#### [Work order 1]
According to the excerpt about the television show Glamour Girl, how many letters did the network receive in the week the show offered a viewer a trip to Hollywood?
#### [Work order 2]
Resume the passage about the television show Glamour Girl, picking up after its final sentence.
BEGIN Page excerpt
In one case, the program enabled a reconciliation between a winner and her husband, who had been separated for three weeks when she appeared on the show. He was not aware of her appearance on the program until the show's office contacted him, but he wanted to reconcile with her. They were reunited at the studio where the series was filmed.

Viewers' desire to appear on Glamour Girl resulted in the show's receiving as many as 250,000 letters in one month, with each writer wanting to be selected as a participant.

== Production ==
McCoy was the executive producer, Don Ross was the producer, and Bill Bennington was the director. Gaylord Carter was the music director. Shirley Buchanan and Jean Morehead were fashion models on the program. Glamour Girl was broadcast Mondays through Fridays from 10:30 to 11 a.m Eastern Time. Its competition included Arthur Godfrey Time, Wheel of Fortune, and The Jack Paar Show. It originated from KNBH-TV in Hollywood and was sustaining.

== Promotions ==
During the first week of October 1953, Glamour Girl offered to provide tips for improvements for viewers who sent letters and enclosed photographs of themselves. That promotion ended early when the glamour experts were overwhelmed by 30,000 letters. The next week, the show offered to provide one viewer with "a trip to Hollywood, an appearance on the show, and a full glamour treatment." The response brought 42,000 letters to the network in that week.

==Lawsuit==
In the fall of 1953, cosmetics manufacturer Ern Westmore and Hallmark Productions Incorporated filed an infringement suit for $500,000 saying that Glamour Girl was a copy of The Ern Westmore Hollywood Glamour Show (also known as The Ern Westmore Show). The suit, filed in Los Angeles Superior Court, named as defendants NBC, Ross, McCoy, and Frank Cooper Assoc. (Glamour Girls packager). The suit said that Westmore submitted his program to NBC in the fall of 1951 and that it had been broadcast on TV stations in Miami, Birmingham, and Cincinnati.
END Page excerpt
BEGIN Excerpted data
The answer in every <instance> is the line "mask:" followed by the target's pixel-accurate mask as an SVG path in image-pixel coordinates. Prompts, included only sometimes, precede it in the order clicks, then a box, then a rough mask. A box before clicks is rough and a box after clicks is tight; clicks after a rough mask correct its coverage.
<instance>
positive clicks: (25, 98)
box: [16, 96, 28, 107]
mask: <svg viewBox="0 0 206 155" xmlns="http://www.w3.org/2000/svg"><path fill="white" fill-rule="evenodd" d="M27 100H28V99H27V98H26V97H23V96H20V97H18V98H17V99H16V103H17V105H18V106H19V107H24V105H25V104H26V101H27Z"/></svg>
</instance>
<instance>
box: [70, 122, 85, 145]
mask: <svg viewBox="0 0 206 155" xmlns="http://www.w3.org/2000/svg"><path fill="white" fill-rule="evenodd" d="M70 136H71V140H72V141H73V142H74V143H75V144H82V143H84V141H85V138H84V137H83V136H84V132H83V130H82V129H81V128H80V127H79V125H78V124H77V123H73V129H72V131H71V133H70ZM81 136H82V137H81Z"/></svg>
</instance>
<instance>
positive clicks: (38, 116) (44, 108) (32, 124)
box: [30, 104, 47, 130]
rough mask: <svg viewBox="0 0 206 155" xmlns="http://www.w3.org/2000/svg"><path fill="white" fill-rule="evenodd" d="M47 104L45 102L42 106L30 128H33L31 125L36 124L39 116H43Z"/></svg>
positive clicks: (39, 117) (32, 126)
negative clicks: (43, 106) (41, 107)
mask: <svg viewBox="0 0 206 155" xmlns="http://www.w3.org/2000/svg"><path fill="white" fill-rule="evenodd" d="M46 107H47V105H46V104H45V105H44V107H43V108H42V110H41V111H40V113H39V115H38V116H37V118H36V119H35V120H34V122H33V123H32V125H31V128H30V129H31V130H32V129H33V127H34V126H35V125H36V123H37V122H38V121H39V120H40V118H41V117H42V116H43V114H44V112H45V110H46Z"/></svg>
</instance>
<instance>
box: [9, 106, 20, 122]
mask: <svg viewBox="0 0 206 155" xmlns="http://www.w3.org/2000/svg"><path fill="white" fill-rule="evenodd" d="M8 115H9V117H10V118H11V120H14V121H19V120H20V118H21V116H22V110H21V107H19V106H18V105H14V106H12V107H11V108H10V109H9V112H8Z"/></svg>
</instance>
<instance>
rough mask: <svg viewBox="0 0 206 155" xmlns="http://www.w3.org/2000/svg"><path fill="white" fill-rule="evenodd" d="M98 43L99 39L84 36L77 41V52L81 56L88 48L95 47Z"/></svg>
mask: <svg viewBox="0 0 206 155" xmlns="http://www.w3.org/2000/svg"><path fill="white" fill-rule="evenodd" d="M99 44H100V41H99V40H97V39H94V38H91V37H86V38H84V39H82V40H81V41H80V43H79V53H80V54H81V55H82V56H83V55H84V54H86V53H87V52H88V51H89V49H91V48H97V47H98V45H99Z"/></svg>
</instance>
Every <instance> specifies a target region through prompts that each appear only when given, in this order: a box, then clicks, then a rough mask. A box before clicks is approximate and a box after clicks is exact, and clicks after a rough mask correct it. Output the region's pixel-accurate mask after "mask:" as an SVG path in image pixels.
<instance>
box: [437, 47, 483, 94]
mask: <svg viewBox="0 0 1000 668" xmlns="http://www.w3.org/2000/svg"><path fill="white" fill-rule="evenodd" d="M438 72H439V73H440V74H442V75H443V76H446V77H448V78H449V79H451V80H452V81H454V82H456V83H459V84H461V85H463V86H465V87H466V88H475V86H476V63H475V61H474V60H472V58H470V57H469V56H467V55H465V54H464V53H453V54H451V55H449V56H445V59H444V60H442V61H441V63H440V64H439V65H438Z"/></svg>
END Excerpted data
#### [Answer space 1]
42,000 letters.

#### [Answer space 2]
==Critical response==
A review in The New York Times said that by carrying Glamour Girl, NBC's morning TV schedule had "deteriorated to an unbearably low level", calling the program "a show that exploits human misery and intentionally victimizes the innocent people who appear." It pointed out that in order to win the daily competition each contestant was "encouraged to tell pitiful and tragic things about her personal life." The review added that a glamour program for women "could really be fun, but N. B. C. has chosen to play it offensively for tears instead of laughs."

Dwight Newton, writing in the San Francisco Examiner, called Babbitt "as courteous and friendly an emcee as any nervous TV guest could hope to encounter", but he said that the program was "unoriginal, unimaginative, uninspired."

Ellis Walker wrote in the Daily Palo Alto Times that the program's glamourization of women was sure to attract female viewers: "From day to day, they watch while frumpish-appearing women of varying ages are converted to fashionable femmes fatale — or something. 'This could happen to me' is the inevitable thought likely to pass through the viewer's frowsy head. 'Just let me get down to Hollywood.'" Walker noted that Babbitt made participants feel at ease on the show, and he concluded, "Now I wonder if it could be pity that keeps Babbitt in such a reserved state of conduct?"